**What to produce**
Your copy should hold every record verbatim and none of the pictures.

※ ※ ※

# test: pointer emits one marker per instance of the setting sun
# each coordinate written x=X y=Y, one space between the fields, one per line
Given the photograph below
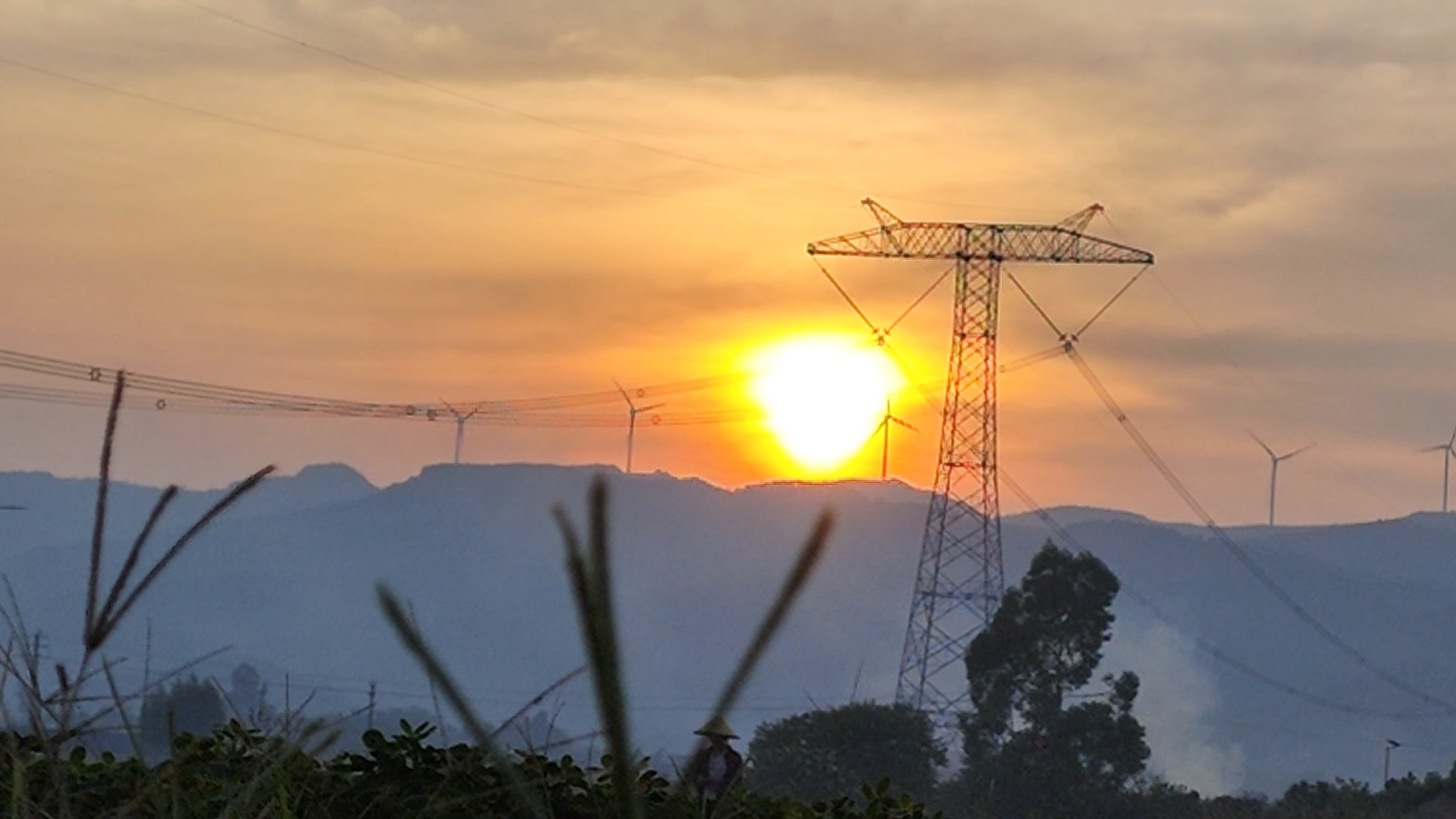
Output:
x=823 y=397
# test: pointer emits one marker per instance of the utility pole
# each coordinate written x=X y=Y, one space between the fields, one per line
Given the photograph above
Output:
x=960 y=579
x=632 y=413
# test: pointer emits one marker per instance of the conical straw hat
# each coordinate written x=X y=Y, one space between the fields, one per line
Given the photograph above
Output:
x=717 y=726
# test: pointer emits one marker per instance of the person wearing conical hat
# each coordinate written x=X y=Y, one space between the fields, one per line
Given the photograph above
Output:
x=715 y=768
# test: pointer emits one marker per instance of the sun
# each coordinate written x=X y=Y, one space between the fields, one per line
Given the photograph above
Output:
x=823 y=395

※ ※ ※

**Exercise answer**
# test: pointer emits one marker per instance of the setting sun
# each coordinate written x=X y=Y, one space between the fields, one per line
Given the photograph below
Output:
x=823 y=397
# test: pointer emits one marker per instance of the utility pole
# each coordinate written x=X y=Y, one space between the fields, one per line
Given the photograph above
Output:
x=960 y=579
x=632 y=413
# test: pointer emits one marker per instance of the conical straw hat
# each coordinate written x=X y=Y, one space between the fields, one per line
Given the photograph above
Output:
x=717 y=726
# test: pointer emits one marker per instance of the person wearing conical hat
# each coordinate written x=X y=Y, one space between the fields, one per line
Given the photograph above
Output:
x=715 y=768
# test: pointer emits one marker per instance of the sun
# each coordinate written x=X y=Y, one space between the fields, one per line
Given the photograph above
Output:
x=823 y=395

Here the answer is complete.